Trecho do texto:
Bissau, 29 set (Lusa) - Teresa N'Tomba, 40 anos, vivia com "os olhos vendados" até que a escola para adultos lhe mostrou o mundo, explicou a guineense à Lusa, relatando como a vida mudou depois de aprender a ler.
A maioria das mulheres da Guiné-Bissau entre os 15 e os 24 anos é analfabeta: os únicos dados disponíveis sobre alfabetização no país dizem respeito àquela faixa da população e indicam que apenas 40 por cento consegue perceber as letras.
Para atacar o problema, o Ministério da Educação alfabetizou cerca de 4000 adultos em 2012, com o apoio do Fundo das Nações Unidas para a Infância (UNICEF) através de financiamento do governo do Japão.
A implementação do programa arrancou em 2010 com suporte técnico do governo cubano, funciona em 60 pontos do país e estima-se que este ano consiga abraçar outros 5000 adultos.
Teresa, com seis filhos, foi uma das mulheres na aldeia de Lendem que aprendeu a ler e a escrever: ela e as colegas falaram à Lusa em crioulo, tal como fazem no dia-a-dia, mas seja em que língua for, as letras deixaram de ser desconhecidas.
"Muitos homens pensavam que nós só servíamos para estar casa", queixa-se Nita Sanha, 35 anos, mãe de três filhos e outra frequentadora das aulas, sendo hoje um exemplo de que o alfabeto é ferramenta para ajudar à igualdade de géneros.

Dados fornecidos:
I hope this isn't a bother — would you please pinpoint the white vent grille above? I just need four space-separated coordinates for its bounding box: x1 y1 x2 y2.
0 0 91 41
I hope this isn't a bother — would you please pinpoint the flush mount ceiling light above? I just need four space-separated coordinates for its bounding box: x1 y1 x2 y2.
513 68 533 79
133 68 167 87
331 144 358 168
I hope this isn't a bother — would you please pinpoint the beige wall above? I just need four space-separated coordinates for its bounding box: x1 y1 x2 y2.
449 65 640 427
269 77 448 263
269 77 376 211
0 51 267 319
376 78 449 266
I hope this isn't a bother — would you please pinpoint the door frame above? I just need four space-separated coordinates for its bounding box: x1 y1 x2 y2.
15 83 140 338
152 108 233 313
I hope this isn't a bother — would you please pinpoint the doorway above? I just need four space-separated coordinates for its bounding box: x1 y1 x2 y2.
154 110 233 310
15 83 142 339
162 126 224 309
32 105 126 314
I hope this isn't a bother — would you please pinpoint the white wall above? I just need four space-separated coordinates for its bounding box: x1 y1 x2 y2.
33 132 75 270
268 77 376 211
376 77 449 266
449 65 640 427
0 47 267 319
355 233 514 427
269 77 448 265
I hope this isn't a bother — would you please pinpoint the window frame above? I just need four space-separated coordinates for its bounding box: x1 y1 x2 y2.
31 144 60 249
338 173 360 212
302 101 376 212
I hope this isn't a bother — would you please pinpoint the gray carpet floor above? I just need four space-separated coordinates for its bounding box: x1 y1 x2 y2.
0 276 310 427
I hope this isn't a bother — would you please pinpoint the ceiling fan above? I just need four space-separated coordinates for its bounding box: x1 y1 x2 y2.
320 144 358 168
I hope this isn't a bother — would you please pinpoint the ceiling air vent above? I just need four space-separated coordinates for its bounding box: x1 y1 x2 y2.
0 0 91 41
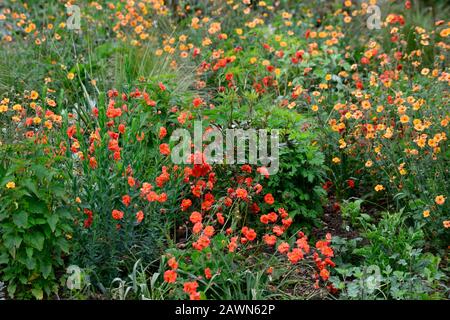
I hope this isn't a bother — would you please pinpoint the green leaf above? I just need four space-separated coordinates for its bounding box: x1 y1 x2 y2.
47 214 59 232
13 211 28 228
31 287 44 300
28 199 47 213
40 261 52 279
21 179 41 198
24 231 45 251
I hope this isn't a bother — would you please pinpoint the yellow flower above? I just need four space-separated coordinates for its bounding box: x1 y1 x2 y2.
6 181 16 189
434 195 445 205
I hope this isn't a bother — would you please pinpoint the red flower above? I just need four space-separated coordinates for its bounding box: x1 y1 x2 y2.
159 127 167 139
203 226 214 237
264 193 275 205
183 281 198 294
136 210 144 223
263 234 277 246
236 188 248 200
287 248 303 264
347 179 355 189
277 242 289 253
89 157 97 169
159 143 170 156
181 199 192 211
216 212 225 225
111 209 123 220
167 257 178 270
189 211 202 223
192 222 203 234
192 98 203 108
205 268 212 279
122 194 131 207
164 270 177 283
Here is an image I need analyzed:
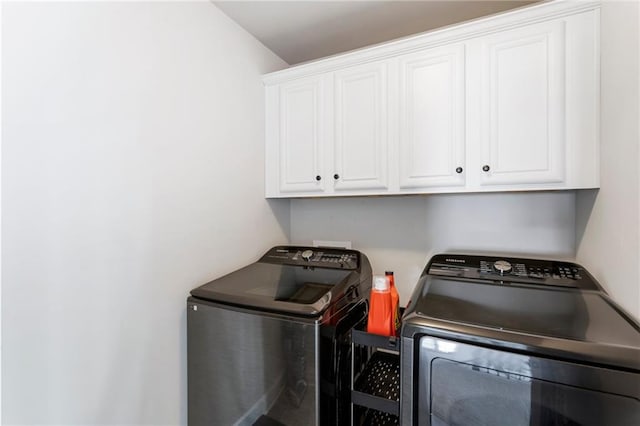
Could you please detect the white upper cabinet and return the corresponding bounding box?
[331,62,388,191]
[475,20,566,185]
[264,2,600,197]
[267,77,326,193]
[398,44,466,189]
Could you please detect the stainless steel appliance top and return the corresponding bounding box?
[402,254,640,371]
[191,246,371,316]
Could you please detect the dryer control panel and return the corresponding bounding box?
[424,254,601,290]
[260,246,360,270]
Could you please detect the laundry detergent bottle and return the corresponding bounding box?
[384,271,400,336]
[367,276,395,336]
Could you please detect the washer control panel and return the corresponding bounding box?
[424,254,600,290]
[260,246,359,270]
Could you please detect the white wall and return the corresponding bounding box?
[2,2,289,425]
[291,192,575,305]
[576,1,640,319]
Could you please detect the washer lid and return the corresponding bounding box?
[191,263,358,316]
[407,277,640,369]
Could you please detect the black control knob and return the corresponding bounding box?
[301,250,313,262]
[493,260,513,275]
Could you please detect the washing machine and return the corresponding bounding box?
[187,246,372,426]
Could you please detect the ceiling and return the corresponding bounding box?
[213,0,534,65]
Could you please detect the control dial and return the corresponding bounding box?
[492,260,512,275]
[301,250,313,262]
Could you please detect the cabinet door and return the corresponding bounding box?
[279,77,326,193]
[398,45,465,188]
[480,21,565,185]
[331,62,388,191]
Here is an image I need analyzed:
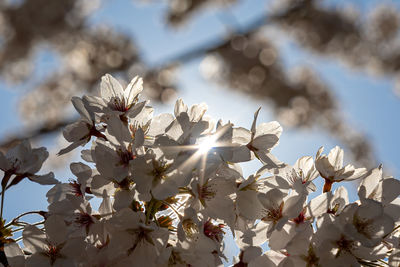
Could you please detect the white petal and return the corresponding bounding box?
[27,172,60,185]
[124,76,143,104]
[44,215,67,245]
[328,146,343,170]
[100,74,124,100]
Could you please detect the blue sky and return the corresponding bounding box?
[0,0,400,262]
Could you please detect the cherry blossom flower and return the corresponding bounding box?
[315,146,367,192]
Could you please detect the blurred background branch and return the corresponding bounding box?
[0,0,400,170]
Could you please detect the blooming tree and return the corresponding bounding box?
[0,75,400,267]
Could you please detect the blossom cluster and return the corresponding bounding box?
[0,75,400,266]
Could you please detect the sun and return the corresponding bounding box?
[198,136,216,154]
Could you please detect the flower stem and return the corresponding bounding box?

* * *

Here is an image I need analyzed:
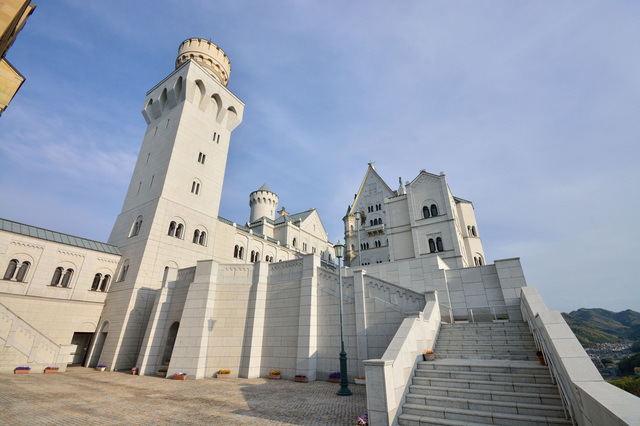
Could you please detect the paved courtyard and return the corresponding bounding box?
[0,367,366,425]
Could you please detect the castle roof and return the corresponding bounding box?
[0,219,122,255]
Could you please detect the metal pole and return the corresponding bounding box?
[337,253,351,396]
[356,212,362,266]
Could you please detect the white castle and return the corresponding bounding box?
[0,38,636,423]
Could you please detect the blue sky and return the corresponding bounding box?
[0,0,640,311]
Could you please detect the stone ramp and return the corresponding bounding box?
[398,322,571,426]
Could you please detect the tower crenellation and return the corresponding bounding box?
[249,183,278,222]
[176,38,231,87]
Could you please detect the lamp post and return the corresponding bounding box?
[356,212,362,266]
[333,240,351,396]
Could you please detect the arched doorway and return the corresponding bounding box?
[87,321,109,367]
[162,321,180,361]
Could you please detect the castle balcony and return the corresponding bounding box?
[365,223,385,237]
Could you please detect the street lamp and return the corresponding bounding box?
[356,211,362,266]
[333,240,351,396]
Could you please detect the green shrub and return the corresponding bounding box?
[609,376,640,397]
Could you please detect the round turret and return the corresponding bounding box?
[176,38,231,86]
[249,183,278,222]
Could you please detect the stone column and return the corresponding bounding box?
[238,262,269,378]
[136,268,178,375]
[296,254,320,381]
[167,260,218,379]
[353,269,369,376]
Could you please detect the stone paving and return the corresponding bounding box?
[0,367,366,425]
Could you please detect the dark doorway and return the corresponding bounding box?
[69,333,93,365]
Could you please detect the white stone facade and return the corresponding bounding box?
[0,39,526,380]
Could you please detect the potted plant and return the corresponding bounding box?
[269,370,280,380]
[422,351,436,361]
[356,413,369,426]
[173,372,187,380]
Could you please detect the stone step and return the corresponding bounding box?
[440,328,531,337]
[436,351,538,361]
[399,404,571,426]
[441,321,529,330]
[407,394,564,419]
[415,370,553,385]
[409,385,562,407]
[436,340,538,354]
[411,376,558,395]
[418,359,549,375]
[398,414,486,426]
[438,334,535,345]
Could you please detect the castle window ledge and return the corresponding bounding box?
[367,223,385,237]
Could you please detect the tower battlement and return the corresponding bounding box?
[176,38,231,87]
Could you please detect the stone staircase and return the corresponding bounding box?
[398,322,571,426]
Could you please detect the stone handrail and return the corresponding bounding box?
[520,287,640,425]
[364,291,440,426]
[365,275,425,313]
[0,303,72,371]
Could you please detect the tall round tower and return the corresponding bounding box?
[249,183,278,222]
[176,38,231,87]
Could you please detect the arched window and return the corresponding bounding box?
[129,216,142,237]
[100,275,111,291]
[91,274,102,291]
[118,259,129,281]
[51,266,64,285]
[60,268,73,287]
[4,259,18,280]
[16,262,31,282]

Tarefas a realizar:
A. Repita fielmente a parte da notícia sobre a alfabetização de adultos na Guiné-Bissau que começa em "A maioria das" e termina em "governo do Japão.".
B. Escreva a continuação da notícia sobre a alfabetização de adultos na Guiné-Bissau a partir da última frase apresentada.

Respostas do exercício:
A.
A maioria das mulheres da Guiné-Bissau entre os 15 e os 24 anos é analfabeta: os únicos dados disponíveis sobre alfabetização no país dizem respeito àquela faixa da população e indicam que apenas 40 por cento consegue perceber as letras.
Para atacar o problema, o Ministério da Educação alfabetizou cerca de 4000 adultos em 2012, com o apoio do Fundo das Nações Unidas para a Infância (UNICEF) através de financiamento do governo do Japão.

B.
Agora diz-se disposta a trabalhar "em tudo, num gabinete, como enfermeira ou como jornalista", refere, sem medo de entrar em domínios por tradição reservados aos homens.
Augusta Fula, 28 anos, também ganhou novos horizontes, porque já sabe "ler comunicados", mas com quatro filhos em casa prefere gabar-se de já conseguir distinguir "quando têm nota positiva ou negativa na escola".
Para além de ajudarem as famílias a vencer novos desafios, estas mulheres acreditam que são também uma mais-valia para as comunidades onde vivem, como seja, no acesso a serviços de saúde e prescrição de medicamentos.
"Antes, quando os médicos escreviam uma receita, não sabíamos nada, mas hoje conseguimos ler e ter um lugar na sociedade", referiu Isabel N'Coq Imbali, 39 anos, mãe de cinco filhos.
Todas têm um pedido em comum: querem que o UNICEF continue com o projeto, porque os maridos "também não sabem ler, mas têm vergonha de estar na mesma classe da mulher", conta Augusta Fula.
Ou seja, encontrar nestas turmas um homem como Tóbana Tchenque, 40 anos, pai de seis filhos, é uma exceção, mas ele dá graças por ter acompanhado as mulheres.
"Agora quero continuar", contou o lavrador à agência Lusa, reconhecendo que aquilo que conquistou o ajuda muito: "no mercado eu não conseguia falar com ninguém" e no hospital "quando o médico começava a escrever, ficava com medo", atitudes que mudaram depois de perceber os papéis com que é confrontado.
Nestas ações de alfabetização, aprender a usar o abecedário leva três meses, com aulas de duas horas, de segunda a sexta, explica Braima Indjai, representante do departamento de alfabetização do Ministério da Educação.
Depois, seguem-se outros dois níveis de aperfeiçoamento, igualmente divididos por diferentes trimestres cada.
Mas a principal preocupação reside agora em criar formas de alfabetização funcional, ou seja, em que é dado emprego a quem aprende a ler e a escrever, para que "não esqueçam tudo, passados três ou quatro meses em casa".
Em Lendem, as mães prometem praticar um pouco todos os dias, que mais não seja, com os filhos, que são hoje mais encorajados a trazer boas notas da escola.